#### Goal
Please render the stretch of entries from the line containing "Mark the hoodie hood" through the line containing "pixel 400 307" as a Markdown table with the columns Row and Line, one numbered row per line and blank lines omitted.

───── Extracted material ─────

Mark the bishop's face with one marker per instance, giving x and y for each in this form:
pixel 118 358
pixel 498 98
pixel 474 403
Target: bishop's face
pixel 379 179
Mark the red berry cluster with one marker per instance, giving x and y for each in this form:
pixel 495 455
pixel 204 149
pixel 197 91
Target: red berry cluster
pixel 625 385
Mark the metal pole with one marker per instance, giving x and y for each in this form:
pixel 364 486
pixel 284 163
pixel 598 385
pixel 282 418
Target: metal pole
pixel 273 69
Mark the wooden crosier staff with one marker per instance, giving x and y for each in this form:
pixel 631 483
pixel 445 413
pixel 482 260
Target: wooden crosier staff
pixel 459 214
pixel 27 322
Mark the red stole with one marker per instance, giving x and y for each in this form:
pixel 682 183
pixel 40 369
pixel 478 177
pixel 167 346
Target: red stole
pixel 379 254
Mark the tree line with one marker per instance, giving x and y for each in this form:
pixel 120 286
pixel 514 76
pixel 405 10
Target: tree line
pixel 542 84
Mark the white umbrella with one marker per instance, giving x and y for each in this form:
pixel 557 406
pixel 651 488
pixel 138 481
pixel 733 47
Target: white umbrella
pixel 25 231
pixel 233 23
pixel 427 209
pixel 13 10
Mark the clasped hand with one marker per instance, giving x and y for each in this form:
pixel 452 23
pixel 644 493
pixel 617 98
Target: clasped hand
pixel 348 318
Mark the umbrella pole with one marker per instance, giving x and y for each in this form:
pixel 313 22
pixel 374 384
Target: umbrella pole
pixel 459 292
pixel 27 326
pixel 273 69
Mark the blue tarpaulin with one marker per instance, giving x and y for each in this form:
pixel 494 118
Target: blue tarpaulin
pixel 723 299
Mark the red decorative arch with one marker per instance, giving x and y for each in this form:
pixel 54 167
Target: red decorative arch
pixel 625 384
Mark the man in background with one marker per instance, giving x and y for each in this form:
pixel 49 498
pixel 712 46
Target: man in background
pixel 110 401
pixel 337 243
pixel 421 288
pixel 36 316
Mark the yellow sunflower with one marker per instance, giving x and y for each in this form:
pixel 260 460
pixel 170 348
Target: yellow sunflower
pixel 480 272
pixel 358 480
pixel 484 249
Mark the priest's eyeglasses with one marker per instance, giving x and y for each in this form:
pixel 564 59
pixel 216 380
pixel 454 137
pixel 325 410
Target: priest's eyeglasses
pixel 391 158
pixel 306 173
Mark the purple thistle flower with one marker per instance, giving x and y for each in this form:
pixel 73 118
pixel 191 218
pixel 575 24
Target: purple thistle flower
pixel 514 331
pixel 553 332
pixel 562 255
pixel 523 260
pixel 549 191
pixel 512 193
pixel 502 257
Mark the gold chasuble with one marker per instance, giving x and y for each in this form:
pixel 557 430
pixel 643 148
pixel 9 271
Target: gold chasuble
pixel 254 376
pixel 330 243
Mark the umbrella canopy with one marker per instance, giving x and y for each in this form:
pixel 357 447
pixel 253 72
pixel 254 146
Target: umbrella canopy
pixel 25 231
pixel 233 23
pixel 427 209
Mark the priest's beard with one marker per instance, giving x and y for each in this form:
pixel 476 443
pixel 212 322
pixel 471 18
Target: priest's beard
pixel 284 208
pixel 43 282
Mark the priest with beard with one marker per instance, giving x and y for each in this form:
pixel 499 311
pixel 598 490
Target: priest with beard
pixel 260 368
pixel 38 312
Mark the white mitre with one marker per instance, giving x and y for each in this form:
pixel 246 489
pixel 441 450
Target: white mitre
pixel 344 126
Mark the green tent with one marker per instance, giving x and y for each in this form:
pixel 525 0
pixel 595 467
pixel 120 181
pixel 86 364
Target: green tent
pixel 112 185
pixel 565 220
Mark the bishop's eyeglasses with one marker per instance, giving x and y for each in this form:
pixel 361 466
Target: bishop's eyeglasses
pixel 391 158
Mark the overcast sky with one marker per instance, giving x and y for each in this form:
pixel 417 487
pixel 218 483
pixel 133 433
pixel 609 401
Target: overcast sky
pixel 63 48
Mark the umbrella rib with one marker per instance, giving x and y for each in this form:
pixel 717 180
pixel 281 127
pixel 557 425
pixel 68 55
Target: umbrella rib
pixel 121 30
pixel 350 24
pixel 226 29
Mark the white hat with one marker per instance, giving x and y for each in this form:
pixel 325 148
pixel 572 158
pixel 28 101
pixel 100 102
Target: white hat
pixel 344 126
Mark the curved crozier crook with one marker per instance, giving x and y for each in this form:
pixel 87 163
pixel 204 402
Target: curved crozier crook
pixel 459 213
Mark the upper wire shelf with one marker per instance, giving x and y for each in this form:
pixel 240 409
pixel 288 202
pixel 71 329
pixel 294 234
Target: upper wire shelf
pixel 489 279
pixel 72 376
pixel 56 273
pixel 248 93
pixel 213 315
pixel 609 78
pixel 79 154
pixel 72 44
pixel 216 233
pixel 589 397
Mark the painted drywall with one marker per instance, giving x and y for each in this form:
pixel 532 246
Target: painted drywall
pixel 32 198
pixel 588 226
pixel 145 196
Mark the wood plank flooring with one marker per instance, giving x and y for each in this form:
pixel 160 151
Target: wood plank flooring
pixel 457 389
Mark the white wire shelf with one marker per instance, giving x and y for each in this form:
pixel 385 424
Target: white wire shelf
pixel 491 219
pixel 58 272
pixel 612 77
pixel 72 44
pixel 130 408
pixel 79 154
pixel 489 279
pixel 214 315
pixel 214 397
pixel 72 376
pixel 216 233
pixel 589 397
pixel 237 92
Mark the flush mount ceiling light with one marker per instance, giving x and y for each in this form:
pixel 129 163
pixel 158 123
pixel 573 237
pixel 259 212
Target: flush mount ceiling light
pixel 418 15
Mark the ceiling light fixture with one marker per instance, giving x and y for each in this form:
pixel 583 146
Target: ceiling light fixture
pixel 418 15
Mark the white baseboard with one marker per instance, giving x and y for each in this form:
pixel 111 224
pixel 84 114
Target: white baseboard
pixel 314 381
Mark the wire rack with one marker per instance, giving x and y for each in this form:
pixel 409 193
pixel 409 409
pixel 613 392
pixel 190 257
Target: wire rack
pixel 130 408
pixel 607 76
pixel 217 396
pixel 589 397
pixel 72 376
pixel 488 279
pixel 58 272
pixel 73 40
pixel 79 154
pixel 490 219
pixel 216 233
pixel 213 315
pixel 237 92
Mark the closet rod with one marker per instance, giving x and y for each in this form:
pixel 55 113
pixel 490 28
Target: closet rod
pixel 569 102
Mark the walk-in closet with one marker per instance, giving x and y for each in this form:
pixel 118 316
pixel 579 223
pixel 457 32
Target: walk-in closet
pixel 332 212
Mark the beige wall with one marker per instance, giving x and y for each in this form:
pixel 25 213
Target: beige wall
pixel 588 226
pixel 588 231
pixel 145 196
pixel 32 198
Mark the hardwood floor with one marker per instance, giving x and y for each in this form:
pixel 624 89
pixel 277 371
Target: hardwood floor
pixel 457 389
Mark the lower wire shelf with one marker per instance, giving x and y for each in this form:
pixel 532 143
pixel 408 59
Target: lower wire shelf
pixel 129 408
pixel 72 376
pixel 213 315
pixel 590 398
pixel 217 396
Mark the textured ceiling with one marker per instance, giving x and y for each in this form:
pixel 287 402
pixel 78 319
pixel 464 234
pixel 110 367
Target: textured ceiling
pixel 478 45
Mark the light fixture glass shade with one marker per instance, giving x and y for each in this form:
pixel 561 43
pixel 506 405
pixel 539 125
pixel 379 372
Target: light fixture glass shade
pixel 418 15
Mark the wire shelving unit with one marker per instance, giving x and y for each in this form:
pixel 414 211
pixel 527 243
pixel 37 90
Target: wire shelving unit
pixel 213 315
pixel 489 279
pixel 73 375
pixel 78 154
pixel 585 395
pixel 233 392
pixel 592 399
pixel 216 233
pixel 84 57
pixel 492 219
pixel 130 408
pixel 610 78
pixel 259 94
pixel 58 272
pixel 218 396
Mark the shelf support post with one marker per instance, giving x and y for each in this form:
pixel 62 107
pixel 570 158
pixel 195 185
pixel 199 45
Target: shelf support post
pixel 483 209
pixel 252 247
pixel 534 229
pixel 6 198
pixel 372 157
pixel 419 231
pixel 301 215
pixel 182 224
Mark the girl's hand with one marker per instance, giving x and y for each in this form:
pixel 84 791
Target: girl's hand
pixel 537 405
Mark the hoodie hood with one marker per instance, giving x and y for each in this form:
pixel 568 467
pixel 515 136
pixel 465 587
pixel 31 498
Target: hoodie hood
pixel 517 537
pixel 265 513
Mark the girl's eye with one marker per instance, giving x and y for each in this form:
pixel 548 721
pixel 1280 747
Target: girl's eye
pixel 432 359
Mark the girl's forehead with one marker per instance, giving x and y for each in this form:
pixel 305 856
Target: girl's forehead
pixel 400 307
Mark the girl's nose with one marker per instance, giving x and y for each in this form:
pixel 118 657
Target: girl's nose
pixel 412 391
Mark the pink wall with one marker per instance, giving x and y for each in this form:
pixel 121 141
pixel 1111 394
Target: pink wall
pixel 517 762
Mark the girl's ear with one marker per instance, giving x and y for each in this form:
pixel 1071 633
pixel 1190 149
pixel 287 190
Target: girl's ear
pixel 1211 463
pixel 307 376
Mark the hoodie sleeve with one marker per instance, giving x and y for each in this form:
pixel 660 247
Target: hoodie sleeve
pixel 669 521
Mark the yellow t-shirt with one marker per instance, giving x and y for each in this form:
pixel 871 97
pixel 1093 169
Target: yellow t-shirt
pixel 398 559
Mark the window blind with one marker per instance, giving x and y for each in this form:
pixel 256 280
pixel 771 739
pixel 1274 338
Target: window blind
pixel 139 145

─────

#### The completed task
| Row | Line |
|---|---|
| 1 | Mark the hoodie hood with one marker per instance, giving x and y for each in this form: |
| 2 | pixel 568 467 |
| 3 | pixel 515 136 |
| 4 | pixel 465 587 |
| 5 | pixel 31 498 |
| 6 | Target: hoodie hood |
| 7 | pixel 517 537 |
| 8 | pixel 265 513 |
| 9 | Mark the girl's eye with one marker per instance, giving x and y for each in this form: |
| 10 | pixel 548 721 |
| 11 | pixel 1280 747 |
| 12 | Target: girl's eye |
| 13 | pixel 432 359 |
| 14 | Mark the girl's forehead with one marker per instance, giving x and y for each in this form: |
| 15 | pixel 305 856 |
| 16 | Target: girl's forehead |
| 17 | pixel 400 307 |